- [Records to use]:
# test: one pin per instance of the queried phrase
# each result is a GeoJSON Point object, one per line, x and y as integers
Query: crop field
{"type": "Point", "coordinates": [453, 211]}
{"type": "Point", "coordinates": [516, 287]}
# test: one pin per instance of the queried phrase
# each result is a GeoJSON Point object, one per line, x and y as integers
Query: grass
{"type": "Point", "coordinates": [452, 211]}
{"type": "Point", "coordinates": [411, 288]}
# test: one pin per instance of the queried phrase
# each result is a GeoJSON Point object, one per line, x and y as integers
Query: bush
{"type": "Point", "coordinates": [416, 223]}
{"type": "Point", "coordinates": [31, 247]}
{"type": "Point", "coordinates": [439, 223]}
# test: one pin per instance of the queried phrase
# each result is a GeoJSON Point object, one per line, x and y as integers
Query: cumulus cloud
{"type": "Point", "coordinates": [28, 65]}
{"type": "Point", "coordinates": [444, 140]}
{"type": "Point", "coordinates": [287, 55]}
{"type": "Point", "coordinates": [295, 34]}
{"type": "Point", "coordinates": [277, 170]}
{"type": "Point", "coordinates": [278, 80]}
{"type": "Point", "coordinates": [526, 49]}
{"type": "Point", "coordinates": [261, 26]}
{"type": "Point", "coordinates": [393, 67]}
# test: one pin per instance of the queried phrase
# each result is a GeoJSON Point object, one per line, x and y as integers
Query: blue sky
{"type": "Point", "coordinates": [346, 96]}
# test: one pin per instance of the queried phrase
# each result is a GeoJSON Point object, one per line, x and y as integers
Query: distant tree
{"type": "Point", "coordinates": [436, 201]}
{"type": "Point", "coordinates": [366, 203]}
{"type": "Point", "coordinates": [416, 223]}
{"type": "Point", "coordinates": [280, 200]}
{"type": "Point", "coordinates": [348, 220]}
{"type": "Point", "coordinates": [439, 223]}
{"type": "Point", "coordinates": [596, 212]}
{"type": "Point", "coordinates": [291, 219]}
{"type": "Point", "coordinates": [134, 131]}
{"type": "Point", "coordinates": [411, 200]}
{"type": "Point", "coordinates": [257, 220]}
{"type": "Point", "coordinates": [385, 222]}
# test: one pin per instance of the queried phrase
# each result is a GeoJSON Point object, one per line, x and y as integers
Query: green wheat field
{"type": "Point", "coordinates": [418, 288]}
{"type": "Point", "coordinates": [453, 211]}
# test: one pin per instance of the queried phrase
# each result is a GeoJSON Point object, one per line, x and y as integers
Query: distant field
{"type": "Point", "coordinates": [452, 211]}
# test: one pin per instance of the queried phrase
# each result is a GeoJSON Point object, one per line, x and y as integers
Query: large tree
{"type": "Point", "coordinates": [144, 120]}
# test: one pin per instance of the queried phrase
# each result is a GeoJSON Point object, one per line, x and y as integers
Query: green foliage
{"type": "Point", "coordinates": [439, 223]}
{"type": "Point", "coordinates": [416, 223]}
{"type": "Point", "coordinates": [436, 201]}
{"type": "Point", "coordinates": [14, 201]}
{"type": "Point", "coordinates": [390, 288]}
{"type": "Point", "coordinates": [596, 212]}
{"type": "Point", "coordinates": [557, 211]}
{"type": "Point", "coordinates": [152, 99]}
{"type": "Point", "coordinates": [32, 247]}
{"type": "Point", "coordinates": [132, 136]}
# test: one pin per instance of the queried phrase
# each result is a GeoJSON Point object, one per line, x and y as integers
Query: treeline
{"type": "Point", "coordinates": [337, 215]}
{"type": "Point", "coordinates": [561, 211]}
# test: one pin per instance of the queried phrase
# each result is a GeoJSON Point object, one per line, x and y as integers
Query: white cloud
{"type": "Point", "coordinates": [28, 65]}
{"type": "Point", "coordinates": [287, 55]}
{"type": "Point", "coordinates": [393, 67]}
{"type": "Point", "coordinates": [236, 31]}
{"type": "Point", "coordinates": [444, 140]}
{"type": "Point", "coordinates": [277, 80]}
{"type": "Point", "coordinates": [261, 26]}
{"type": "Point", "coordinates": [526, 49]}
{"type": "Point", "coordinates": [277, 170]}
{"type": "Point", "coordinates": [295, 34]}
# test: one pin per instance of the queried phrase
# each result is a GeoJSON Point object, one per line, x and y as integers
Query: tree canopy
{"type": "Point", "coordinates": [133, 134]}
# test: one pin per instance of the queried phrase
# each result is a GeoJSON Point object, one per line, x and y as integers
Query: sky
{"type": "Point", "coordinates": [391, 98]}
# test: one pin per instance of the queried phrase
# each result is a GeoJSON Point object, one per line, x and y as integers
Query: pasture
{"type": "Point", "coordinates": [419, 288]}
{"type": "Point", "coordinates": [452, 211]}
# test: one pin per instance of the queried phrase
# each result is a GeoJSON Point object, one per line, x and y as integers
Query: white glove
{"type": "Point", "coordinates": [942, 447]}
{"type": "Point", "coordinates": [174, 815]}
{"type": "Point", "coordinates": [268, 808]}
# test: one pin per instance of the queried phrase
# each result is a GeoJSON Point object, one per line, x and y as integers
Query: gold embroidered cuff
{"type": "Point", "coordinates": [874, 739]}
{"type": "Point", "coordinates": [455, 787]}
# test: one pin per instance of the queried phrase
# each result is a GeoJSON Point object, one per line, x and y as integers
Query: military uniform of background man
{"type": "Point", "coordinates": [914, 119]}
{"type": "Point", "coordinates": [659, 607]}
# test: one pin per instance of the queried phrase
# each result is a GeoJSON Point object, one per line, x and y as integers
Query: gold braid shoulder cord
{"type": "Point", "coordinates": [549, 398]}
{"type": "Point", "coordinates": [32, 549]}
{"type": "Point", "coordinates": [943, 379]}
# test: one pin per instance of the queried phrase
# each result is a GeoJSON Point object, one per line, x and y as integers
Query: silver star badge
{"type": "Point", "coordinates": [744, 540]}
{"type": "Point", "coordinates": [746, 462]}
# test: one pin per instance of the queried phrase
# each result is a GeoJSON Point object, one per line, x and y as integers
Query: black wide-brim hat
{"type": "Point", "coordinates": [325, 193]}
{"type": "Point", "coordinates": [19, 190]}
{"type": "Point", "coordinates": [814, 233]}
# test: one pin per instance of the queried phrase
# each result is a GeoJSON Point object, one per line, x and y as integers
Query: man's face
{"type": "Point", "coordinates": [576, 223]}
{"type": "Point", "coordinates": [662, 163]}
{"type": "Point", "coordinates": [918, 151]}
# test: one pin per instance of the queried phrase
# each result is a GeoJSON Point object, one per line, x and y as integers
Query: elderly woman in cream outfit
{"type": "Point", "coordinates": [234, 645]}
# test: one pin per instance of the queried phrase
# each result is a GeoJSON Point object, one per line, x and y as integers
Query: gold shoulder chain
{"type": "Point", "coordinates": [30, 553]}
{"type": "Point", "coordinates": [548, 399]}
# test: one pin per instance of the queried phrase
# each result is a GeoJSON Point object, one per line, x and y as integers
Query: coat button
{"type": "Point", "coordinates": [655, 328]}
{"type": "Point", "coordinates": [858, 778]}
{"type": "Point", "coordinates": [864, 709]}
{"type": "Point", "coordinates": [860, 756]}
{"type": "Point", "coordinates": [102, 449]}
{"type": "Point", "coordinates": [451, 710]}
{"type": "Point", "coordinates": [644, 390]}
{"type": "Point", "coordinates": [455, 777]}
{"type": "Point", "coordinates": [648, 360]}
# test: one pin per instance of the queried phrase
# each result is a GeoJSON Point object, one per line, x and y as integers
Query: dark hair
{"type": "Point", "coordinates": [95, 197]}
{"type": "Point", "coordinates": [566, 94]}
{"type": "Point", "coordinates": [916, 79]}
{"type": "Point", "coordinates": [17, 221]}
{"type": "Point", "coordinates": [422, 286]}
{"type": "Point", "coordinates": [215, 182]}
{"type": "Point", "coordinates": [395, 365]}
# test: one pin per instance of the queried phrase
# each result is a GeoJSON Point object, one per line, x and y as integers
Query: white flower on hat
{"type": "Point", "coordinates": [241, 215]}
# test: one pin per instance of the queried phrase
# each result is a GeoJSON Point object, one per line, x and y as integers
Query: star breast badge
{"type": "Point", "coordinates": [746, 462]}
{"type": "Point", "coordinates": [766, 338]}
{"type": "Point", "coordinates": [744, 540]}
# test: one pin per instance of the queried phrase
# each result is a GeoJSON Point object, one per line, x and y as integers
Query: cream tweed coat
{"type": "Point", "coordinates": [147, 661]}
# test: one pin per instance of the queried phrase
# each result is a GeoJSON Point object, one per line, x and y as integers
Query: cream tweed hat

- [Aim of the task]: Please count the lines in the listing above that contain the word "coat", treating case as significant, and give only the number.

- [The response]: 2